— EXERCISE 1 —
Using the lawn thread below, answer each question:
(a) Roughly how large is the poster's back yard?
(b) How often does the poster mow the front lawn?
(c) According to the reply, what works as well as a commercial surfactant?

— SOURCE —

<<<<

# Fix a lawn in very bad condition



## ProgrammesFirstLawn (5 mo ago)

Hello Everyone. I bought my first house just over a year ago.. It is an old house. Over 130 years. 19th century man!.
As am getting down the middle of my urgent to do list related to the house, I am starting look into my lawn. I have about 1500sf back yard and front about 2000sqft. The front was nice from start. I mow it every 2 weeks..water it 15 min every day..
Now the backyard is a different story.. half is wild grass only and the other half patchy ugly stuff..There is a couple of yellow(not black) naked ground patches.. The surface is as hard a concrete..I could note poke through more then one inch with a screwdriver. 
I have watched a few videos and I gather the scope of my lawn's problems is wider the any single video.. I gather I need these things listed below .. but I am not sure about the frequency..

Airigation
Add Top Soil
Control weeds (3-in-1 ?)
Add fertilizer (3-in-1 ?)
Grass seeds

There is so much info out there.. Please help me to get by duck in a row.

Thank you


----------



## Grizzly Adam (May 5, 2017)

Do a mason jar test to see what your soil is made of, it may need some amending. Water and aerate with a core aerator. Also, using a surfactant to "liquid aerate" may be helpful in this instance; baby shampoo works as well as the commercial stuff. You can either glyphosate and start over or do a selective herbicide and overseed. Most selectives make you wait 3 weeks before re-seeding, glyphosate you can re-seed same day. You are just about at the end of your window for seeding so it is go time if you are going to do anything this year.


----------

>>>>

— EXERCISE 2 —
In the listing below, copy out the lines from the one with "Pick out the horse's back" up to and including the one with "pixel 150 90".

— EXERCISE INPUTS —
<<<<

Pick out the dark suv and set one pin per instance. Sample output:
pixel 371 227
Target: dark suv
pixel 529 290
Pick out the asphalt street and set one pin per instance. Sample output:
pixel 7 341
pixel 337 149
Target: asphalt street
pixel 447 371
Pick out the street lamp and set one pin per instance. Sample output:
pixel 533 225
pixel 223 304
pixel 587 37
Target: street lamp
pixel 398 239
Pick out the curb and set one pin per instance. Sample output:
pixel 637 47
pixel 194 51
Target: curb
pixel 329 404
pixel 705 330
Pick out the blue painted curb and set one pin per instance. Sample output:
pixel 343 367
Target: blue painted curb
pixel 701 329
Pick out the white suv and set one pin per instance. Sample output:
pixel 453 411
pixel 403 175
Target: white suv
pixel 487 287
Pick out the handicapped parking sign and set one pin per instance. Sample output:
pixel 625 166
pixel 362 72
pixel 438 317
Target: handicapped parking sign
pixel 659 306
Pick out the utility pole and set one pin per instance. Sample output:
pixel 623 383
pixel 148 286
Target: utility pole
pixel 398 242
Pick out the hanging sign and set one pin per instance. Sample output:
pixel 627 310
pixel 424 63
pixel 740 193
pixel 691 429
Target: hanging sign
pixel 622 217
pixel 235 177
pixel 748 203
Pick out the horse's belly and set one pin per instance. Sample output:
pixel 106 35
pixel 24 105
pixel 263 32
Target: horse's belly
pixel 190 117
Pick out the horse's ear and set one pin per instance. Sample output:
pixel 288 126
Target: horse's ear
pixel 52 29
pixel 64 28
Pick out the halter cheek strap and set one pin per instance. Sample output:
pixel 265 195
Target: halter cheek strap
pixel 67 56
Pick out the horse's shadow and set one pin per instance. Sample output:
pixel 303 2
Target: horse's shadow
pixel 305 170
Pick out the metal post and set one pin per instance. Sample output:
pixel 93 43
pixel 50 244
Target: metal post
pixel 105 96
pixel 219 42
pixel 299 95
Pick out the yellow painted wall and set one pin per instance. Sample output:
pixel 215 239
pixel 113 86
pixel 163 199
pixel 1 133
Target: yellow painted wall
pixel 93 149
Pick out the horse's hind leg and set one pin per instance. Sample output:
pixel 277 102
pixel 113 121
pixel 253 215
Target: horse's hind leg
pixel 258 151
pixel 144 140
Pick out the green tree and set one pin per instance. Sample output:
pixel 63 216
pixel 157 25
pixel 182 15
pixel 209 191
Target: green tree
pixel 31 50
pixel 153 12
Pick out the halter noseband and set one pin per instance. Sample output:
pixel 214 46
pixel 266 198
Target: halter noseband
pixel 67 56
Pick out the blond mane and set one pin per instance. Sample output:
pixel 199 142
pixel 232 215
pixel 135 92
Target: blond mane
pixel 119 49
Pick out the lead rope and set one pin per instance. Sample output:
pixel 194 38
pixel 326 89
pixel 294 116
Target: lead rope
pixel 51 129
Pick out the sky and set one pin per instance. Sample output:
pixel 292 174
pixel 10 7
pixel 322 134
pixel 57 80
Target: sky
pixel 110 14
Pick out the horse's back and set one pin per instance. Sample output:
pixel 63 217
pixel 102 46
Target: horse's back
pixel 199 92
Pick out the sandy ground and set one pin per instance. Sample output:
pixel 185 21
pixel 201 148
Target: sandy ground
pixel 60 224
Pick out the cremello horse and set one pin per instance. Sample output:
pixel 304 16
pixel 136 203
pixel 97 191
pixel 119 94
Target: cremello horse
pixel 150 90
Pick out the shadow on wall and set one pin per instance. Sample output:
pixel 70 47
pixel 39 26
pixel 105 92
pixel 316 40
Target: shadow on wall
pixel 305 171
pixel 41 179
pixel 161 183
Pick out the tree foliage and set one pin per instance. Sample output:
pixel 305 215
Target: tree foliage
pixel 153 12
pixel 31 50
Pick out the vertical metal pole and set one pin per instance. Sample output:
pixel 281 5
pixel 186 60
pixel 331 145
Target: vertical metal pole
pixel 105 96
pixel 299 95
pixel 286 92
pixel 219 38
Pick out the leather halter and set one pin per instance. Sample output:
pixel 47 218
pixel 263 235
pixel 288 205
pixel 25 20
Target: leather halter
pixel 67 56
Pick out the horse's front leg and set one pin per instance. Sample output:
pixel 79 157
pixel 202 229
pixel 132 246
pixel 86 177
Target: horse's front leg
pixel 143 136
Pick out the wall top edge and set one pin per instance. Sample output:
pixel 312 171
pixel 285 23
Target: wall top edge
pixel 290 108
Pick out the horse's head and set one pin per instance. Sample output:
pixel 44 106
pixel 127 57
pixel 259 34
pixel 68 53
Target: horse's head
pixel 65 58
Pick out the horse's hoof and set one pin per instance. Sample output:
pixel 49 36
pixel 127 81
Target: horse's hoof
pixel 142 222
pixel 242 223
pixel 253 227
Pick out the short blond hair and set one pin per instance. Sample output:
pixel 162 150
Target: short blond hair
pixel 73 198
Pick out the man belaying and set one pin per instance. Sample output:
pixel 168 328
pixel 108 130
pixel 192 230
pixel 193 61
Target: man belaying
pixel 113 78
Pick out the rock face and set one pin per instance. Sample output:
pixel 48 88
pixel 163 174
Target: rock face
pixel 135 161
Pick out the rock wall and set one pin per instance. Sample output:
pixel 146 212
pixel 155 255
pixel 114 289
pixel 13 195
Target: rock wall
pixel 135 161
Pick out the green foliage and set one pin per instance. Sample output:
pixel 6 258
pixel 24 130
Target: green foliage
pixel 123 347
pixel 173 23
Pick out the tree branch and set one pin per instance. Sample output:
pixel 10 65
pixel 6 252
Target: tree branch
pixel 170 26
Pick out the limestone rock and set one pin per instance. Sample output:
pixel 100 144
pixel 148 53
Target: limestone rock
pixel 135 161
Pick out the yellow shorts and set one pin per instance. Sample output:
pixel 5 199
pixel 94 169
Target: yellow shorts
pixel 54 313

>>>>

— FULL SOLUTION 1 —
(a) About 1500 square feet.
(b) Every 2 weeks.
(c) Baby shampoo.

— FULL SOLUTION 2 —
Pick out the horse's back and set one pin per instance. Sample output:
pixel 63 217
pixel 102 46
Target: horse's back
pixel 199 92
Pick out the sandy ground and set one pin per instance. Sample output:
pixel 185 21
pixel 201 148
Target: sandy ground
pixel 60 224
Pick out the cremello horse and set one pin per instance. Sample output:
pixel 304 16
pixel 136 203
pixel 97 191
pixel 119 94
Target: cremello horse
pixel 150 90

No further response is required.